Excerpts from point annotation data:
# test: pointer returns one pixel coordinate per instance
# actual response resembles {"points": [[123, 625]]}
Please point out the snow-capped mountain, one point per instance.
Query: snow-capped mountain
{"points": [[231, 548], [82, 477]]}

EXERCISE GOAL: Every entry in the listing must be retyped exactly.

EXERCISE OUTPUT:
# test: pointer returns one pixel coordinate per instance
# actual response resembles {"points": [[123, 625]]}
Please point out the snow-capped mountain, one point per instance.
Query: snow-capped mountain
{"points": [[231, 548], [82, 477]]}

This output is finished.